__Given exercise__:
Filter the entries below, copying out every line that contains the word "nose". Matching is case-sensitive.

[Entries from a dataset]
____

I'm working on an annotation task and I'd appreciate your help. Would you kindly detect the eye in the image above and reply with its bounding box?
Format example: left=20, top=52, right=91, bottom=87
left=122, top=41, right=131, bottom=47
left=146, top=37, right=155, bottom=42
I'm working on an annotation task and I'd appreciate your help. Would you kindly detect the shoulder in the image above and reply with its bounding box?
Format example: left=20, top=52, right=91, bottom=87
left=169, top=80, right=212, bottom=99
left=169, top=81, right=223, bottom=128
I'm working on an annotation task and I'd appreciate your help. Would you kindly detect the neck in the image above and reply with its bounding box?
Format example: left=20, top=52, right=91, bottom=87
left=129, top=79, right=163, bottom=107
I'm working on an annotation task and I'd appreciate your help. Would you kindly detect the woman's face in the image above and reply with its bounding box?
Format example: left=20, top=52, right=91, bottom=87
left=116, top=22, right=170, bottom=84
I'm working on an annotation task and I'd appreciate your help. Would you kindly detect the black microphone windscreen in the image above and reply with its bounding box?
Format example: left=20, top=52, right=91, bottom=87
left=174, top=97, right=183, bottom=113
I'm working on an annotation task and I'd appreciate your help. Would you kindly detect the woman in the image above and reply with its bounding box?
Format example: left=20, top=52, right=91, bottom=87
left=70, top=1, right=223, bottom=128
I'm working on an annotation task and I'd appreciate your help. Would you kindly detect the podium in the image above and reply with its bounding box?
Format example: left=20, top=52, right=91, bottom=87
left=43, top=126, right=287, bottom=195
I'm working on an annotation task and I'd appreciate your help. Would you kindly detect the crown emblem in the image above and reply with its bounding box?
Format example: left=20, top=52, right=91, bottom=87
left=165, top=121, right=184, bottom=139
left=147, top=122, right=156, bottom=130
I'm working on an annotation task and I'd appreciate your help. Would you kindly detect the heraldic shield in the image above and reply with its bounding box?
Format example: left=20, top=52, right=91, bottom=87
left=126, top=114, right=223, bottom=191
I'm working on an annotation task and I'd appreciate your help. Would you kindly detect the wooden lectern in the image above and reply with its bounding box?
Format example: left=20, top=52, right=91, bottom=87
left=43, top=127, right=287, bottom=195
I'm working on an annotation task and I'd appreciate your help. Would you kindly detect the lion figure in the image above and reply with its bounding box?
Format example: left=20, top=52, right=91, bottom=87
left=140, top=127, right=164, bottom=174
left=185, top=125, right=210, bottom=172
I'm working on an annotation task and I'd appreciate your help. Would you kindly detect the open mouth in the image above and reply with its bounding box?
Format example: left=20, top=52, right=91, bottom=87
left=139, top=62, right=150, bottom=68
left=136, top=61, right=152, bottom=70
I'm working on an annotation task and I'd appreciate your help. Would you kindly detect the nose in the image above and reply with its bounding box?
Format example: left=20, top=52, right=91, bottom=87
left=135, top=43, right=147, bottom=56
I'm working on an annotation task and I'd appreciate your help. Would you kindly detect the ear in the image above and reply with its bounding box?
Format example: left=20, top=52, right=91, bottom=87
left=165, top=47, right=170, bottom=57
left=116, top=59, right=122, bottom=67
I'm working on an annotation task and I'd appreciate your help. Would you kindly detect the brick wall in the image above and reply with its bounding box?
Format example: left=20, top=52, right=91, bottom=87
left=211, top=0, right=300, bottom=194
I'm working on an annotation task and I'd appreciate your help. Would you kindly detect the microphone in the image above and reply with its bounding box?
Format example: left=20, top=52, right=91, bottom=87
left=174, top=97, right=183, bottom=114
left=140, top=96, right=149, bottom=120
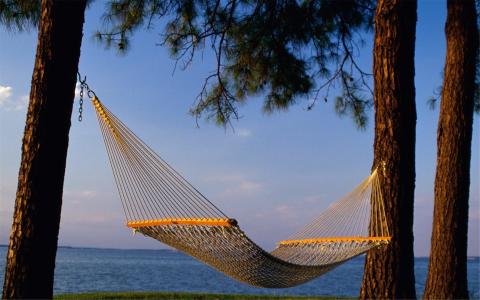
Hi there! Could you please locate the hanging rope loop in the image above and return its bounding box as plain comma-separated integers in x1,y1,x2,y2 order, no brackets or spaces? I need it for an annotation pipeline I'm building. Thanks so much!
77,72,97,122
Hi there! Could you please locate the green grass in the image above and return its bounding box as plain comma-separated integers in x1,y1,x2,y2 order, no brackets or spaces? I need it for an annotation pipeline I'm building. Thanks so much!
53,292,347,300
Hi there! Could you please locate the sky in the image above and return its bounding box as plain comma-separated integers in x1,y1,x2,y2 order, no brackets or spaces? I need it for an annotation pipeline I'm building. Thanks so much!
0,1,480,256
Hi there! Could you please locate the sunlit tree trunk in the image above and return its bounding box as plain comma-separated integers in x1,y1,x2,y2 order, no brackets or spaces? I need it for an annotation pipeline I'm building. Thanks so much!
360,0,417,299
423,0,478,299
2,0,86,298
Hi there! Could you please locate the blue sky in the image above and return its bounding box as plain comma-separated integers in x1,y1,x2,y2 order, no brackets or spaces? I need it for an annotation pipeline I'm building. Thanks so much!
0,1,480,256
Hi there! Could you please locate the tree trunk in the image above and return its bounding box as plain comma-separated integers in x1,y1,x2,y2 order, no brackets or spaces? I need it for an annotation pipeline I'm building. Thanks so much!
360,0,417,299
423,0,478,299
2,0,86,298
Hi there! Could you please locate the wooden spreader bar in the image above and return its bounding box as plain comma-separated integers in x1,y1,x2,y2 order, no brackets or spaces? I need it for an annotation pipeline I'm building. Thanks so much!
127,218,237,228
278,236,392,245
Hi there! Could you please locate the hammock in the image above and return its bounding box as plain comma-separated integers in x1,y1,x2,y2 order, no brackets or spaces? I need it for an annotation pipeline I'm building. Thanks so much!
92,97,390,288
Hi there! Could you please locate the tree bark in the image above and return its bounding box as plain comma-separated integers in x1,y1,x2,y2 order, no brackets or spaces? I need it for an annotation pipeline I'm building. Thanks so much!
360,0,417,299
423,0,479,299
2,0,86,298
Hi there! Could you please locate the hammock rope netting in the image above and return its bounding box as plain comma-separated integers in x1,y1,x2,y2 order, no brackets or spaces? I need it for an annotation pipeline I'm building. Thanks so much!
92,97,390,288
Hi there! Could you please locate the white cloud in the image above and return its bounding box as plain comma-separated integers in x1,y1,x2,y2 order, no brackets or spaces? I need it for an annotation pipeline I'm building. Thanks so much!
237,128,253,138
0,85,28,111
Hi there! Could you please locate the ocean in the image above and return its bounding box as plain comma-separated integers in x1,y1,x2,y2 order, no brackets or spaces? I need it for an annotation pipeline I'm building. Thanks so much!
0,246,480,299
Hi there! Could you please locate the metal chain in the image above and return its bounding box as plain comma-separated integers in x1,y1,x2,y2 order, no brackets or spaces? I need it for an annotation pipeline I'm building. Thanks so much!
77,72,97,122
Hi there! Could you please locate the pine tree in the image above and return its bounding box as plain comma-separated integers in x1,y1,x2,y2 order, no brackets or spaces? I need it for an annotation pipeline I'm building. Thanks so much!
360,0,417,299
423,0,479,299
0,0,86,299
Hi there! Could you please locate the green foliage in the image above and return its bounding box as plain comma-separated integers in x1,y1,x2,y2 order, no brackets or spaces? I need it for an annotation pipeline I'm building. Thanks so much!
0,0,41,31
96,0,374,127
54,292,348,300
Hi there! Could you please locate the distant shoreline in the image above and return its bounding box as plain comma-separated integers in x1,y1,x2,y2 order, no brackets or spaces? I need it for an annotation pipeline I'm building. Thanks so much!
0,244,480,259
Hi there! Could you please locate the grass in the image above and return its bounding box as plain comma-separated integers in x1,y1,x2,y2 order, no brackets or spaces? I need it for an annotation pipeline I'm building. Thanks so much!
53,292,347,300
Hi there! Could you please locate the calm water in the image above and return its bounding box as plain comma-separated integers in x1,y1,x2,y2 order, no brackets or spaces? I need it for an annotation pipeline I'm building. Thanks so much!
0,246,480,299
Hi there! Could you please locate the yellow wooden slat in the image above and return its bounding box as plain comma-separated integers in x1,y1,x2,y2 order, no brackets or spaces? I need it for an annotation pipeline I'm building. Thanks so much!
127,218,236,228
278,236,392,245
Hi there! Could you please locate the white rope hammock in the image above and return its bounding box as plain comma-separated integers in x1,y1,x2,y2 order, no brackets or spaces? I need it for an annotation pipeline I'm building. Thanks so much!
92,97,390,288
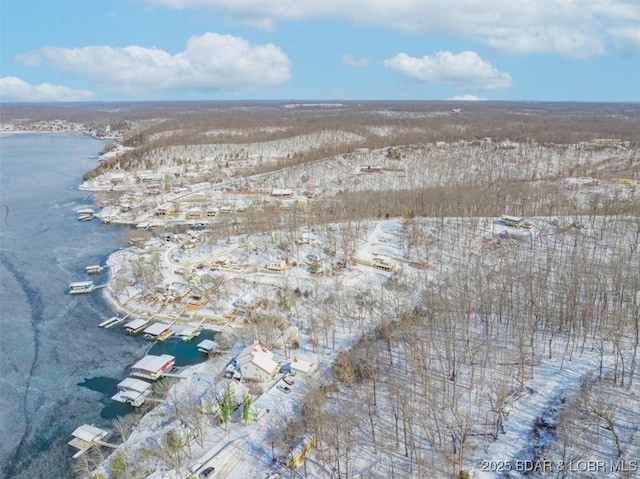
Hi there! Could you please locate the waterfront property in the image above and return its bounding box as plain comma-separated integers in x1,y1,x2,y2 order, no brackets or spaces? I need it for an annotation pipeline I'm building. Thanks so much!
236,341,278,381
69,281,96,294
68,424,115,459
131,354,176,381
144,323,173,341
124,319,149,334
111,378,151,407
198,339,218,354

____

__Solution for this problem__:
I'm working on an annotation task and I'd appreciate your help. Would you kindly detect the nose in the image above and reply with its bounding box?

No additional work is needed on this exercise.